Stored items
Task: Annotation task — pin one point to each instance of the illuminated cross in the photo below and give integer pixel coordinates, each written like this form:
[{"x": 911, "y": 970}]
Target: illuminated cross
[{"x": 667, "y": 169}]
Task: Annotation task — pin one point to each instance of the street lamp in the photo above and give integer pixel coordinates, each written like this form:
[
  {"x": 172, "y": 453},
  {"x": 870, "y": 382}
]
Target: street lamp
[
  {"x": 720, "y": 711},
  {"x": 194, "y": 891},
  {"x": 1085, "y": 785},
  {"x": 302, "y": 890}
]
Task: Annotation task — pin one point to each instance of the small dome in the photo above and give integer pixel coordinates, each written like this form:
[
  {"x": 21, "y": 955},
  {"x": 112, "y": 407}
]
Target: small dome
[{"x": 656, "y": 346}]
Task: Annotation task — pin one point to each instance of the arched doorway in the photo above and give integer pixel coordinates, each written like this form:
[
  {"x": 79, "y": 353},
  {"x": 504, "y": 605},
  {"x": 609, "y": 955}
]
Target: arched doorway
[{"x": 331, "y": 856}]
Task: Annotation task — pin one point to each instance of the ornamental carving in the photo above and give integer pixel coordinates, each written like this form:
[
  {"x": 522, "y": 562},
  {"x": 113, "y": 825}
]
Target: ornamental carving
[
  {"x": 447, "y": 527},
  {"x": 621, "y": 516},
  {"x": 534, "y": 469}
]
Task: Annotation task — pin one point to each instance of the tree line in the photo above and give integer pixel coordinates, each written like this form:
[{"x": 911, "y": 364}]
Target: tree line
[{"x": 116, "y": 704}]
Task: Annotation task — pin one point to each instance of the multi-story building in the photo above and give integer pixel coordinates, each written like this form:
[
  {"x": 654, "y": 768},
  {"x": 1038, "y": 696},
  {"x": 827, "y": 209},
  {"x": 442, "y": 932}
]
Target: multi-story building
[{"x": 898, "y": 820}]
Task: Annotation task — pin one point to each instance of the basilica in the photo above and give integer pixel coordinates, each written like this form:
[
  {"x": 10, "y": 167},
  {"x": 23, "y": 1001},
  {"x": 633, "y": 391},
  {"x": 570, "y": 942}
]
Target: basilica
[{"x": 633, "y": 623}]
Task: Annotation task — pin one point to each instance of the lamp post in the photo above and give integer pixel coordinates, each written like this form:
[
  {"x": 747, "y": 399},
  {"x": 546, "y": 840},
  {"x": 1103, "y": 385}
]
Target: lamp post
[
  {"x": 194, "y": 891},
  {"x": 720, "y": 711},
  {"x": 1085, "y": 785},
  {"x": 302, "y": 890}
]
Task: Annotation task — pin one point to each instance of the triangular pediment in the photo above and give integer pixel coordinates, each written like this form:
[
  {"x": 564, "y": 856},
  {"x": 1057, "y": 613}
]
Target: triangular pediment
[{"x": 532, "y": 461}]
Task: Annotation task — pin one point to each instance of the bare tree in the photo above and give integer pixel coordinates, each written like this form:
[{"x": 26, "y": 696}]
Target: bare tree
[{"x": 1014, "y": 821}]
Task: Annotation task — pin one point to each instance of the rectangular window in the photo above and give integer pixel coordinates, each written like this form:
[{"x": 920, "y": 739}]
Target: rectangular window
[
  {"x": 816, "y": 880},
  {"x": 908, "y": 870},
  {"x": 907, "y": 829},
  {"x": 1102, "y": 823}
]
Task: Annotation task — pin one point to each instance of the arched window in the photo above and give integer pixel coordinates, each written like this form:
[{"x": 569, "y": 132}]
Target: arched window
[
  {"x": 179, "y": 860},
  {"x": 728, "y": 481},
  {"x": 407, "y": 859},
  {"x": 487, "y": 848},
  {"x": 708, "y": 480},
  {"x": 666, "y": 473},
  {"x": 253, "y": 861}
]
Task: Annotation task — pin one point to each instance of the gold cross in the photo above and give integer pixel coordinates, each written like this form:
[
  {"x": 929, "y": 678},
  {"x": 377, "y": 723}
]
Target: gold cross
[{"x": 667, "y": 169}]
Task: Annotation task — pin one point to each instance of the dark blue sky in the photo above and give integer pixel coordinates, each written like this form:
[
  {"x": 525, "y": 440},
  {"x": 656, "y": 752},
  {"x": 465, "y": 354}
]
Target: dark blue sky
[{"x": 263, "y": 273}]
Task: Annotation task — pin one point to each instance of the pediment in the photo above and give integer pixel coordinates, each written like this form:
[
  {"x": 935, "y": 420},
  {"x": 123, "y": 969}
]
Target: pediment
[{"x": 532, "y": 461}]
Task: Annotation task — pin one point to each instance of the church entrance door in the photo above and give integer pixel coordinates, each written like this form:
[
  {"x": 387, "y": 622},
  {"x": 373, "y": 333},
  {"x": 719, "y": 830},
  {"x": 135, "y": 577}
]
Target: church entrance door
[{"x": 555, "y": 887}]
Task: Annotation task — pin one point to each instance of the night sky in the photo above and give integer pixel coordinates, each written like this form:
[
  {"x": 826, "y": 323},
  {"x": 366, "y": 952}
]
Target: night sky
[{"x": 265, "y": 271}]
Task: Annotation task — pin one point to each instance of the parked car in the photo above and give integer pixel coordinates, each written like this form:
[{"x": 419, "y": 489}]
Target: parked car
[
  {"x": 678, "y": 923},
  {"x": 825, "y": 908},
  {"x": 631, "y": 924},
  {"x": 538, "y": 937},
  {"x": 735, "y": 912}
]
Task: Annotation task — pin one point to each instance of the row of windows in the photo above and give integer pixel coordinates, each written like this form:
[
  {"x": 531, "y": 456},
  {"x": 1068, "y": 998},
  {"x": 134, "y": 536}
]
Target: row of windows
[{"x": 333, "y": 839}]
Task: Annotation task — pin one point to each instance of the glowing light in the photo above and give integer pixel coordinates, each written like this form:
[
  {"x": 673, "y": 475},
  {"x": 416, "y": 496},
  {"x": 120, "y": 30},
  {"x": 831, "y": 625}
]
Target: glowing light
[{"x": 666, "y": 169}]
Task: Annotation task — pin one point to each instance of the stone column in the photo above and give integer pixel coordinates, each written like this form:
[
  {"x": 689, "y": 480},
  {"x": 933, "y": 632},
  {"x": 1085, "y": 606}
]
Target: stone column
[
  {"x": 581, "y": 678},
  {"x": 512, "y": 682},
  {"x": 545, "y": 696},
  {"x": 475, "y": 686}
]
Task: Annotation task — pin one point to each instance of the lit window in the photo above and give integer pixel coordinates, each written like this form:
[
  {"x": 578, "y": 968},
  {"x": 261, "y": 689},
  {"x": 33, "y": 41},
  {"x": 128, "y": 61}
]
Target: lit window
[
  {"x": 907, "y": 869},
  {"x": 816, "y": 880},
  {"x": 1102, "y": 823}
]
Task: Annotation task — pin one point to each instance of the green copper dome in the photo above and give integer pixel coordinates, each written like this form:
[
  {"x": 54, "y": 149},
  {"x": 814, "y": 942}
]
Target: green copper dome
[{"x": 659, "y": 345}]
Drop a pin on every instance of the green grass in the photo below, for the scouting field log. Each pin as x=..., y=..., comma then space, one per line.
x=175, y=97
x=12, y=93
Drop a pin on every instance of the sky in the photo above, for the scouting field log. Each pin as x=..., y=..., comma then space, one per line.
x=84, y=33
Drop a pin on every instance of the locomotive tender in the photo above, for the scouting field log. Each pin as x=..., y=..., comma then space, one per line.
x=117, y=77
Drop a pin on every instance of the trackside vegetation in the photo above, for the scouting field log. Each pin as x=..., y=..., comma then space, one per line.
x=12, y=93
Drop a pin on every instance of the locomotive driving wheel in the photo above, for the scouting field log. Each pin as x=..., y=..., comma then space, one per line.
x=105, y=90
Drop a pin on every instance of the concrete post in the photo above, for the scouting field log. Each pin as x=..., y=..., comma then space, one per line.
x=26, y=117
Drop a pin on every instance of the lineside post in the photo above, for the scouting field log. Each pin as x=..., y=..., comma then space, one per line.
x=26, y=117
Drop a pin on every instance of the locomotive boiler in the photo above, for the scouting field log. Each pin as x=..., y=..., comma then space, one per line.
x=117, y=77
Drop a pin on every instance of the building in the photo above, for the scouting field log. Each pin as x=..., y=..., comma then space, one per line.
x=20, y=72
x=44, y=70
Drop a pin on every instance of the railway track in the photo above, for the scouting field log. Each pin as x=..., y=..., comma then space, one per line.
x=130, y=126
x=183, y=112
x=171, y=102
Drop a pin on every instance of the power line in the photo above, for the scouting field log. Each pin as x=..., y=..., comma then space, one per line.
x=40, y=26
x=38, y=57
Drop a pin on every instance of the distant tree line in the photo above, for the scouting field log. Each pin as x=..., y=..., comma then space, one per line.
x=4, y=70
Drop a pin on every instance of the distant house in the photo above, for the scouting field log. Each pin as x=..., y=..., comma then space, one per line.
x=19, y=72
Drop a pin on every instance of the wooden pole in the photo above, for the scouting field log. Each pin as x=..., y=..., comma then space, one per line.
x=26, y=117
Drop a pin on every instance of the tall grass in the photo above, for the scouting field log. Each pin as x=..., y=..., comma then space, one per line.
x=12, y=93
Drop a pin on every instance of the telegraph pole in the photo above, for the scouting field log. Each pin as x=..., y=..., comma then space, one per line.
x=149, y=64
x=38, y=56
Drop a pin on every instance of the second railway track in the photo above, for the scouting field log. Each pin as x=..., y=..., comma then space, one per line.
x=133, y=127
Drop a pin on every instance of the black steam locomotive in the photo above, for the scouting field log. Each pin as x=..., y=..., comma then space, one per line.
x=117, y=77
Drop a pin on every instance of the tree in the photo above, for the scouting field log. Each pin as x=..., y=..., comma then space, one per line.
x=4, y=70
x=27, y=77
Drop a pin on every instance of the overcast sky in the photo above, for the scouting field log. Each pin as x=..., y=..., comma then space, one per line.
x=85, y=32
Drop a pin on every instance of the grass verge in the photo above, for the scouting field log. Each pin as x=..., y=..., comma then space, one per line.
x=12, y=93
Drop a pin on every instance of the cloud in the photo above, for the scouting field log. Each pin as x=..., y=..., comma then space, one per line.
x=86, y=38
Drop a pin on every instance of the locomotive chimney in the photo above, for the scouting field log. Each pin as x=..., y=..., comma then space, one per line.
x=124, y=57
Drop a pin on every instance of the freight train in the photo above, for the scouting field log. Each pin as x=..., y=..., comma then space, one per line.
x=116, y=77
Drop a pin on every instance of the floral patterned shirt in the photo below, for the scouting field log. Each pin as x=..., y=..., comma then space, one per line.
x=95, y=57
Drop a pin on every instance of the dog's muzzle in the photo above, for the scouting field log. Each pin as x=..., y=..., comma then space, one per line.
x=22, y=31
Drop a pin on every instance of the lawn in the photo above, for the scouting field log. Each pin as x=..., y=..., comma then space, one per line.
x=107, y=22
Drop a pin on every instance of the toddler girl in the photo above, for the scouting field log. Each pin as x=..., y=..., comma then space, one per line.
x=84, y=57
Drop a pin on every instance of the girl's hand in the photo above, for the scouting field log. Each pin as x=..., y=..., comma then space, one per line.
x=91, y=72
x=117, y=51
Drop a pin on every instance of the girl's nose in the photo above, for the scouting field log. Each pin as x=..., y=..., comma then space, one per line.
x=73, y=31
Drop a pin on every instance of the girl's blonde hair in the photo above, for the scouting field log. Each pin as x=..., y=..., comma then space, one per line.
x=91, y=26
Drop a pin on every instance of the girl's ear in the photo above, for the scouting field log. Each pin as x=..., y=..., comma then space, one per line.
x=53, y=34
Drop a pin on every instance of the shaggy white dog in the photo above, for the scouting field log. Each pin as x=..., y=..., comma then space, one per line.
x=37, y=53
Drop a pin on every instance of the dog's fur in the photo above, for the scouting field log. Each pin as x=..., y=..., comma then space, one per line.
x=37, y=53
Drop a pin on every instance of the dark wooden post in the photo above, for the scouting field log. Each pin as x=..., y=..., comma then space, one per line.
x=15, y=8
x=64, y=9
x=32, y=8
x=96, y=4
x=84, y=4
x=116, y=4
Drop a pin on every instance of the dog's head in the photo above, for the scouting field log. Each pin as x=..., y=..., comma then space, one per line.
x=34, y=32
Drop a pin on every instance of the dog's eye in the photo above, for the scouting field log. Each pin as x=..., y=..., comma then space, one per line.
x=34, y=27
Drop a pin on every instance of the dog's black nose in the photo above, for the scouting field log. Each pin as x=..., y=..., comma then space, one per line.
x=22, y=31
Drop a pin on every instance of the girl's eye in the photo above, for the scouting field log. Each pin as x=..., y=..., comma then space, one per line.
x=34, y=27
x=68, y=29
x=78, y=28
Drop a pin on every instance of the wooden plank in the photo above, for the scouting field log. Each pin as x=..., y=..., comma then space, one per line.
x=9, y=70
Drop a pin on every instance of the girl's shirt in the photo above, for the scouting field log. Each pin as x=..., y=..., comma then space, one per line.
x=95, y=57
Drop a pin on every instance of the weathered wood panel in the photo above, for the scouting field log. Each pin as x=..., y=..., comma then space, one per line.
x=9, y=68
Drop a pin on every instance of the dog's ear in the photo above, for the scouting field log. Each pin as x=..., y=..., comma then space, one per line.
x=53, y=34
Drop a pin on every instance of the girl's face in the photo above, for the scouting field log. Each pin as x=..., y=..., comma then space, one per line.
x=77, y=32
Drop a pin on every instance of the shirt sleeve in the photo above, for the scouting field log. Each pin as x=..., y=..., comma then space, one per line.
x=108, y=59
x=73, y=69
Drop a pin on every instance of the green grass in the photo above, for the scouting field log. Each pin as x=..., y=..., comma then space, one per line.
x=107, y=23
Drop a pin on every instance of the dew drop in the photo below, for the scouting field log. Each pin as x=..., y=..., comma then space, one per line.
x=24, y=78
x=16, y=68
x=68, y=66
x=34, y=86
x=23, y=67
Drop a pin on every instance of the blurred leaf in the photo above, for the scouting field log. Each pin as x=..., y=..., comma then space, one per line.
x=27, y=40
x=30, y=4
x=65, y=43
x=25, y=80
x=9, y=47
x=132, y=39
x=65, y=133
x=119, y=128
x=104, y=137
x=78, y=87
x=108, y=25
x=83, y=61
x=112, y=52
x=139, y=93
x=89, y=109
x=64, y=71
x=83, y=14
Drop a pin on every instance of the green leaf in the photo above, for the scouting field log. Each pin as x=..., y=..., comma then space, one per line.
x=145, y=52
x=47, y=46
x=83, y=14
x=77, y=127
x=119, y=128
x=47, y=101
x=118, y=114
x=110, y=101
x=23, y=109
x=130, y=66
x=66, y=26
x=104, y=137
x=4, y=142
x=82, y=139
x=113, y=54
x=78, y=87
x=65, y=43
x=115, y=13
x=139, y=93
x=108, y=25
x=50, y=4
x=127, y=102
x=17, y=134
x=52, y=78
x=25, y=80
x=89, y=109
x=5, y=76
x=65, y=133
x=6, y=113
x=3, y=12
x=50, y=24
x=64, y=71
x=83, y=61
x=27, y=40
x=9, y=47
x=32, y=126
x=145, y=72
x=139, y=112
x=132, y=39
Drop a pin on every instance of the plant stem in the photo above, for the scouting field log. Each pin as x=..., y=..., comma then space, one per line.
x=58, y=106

» **Instruction**
Send back exactly the lines from the line with "Drop a pin on every instance of the green leaf" through the end of the records.

» **Response to this task**
Drop a pin on every instance of the green leaf in the photo above, for the scouting field log. Each pin as x=..., y=..., comma then space, one per line.
x=145, y=52
x=47, y=46
x=83, y=14
x=77, y=127
x=119, y=128
x=47, y=101
x=118, y=114
x=110, y=101
x=23, y=109
x=130, y=66
x=66, y=26
x=104, y=137
x=4, y=142
x=82, y=139
x=113, y=54
x=78, y=87
x=65, y=43
x=115, y=13
x=139, y=93
x=108, y=25
x=50, y=4
x=127, y=102
x=17, y=134
x=52, y=78
x=25, y=80
x=89, y=109
x=5, y=76
x=65, y=133
x=6, y=113
x=3, y=12
x=50, y=24
x=64, y=71
x=83, y=61
x=27, y=40
x=9, y=47
x=32, y=126
x=145, y=72
x=139, y=112
x=132, y=39
Drop a pin on every instance of the plant stem in the photo above, for the scouting field log. Each pin as x=..., y=..., comma then space, one per line.
x=58, y=106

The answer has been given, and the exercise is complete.